## Aim of the exercise
Search each line of the data for the word "below"; copy every line where it is found.

Point-per-instance localization data
----
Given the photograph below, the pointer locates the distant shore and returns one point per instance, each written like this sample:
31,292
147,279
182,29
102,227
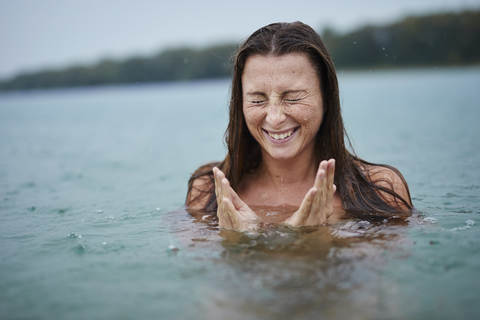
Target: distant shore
436,40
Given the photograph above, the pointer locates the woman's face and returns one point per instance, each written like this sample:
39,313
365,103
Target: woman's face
282,103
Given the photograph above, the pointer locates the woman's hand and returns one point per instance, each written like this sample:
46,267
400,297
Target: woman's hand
317,205
232,212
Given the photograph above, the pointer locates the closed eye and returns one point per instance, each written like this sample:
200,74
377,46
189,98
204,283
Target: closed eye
293,100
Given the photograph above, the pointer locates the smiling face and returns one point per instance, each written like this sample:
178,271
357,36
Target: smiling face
282,104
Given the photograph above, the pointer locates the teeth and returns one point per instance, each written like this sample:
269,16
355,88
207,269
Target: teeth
280,136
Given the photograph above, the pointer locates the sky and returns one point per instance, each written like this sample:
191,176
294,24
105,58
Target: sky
37,34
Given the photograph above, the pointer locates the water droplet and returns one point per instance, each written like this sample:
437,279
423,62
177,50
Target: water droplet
172,248
430,219
73,235
469,222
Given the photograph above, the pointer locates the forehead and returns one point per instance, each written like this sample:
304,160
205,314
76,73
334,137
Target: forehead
292,71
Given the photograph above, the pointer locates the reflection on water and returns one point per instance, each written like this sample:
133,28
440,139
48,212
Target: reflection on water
280,273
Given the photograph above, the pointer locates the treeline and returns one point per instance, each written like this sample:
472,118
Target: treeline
433,40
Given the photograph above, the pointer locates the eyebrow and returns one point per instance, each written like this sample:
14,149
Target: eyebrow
256,93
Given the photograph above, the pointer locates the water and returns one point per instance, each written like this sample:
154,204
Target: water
92,183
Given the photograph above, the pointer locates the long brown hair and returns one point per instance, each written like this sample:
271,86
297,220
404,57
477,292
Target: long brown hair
358,192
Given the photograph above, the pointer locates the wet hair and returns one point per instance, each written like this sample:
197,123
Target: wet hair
361,195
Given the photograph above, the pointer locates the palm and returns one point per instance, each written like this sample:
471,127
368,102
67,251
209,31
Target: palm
317,204
233,212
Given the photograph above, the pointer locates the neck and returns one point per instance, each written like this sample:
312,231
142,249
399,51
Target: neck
282,172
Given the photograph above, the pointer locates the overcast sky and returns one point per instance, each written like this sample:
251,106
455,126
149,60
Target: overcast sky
51,33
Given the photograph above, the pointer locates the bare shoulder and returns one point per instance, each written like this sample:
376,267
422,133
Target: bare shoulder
390,179
200,188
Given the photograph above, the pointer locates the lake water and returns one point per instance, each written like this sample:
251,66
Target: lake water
92,225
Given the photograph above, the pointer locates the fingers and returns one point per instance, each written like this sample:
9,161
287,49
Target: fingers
302,214
231,212
330,173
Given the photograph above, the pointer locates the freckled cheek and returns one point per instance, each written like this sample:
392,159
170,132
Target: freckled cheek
254,119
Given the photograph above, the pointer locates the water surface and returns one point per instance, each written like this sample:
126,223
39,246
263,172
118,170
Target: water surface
92,225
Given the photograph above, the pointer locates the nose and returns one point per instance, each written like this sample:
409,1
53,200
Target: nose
275,115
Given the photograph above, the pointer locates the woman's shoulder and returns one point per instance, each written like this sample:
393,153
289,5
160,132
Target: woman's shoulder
200,187
391,183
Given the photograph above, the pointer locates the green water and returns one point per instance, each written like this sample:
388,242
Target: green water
92,225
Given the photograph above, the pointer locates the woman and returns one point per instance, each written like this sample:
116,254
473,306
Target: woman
287,161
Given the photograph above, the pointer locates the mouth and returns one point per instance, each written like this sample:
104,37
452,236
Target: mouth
282,136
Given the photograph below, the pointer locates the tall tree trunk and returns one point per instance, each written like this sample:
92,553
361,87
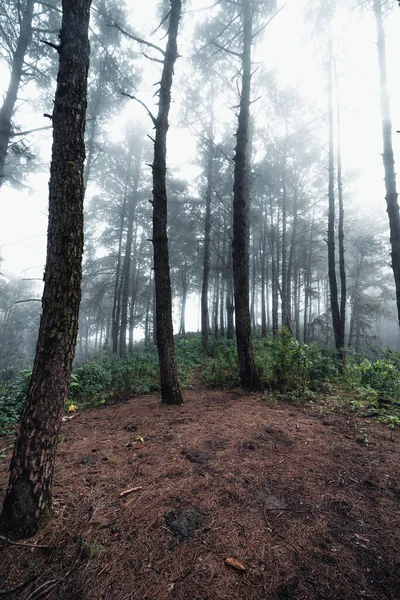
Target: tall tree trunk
182,326
285,314
207,241
126,266
264,279
230,305
134,293
170,388
333,288
342,266
10,99
248,373
28,497
387,155
116,311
----
## Exercise output
Given the photograph below, the pointer locates the distant shore and returns one point per instance, each written like this sample:
Given the photograph below, the pointer locates the tall tree trunk and returns one point per instance, each written like this sample:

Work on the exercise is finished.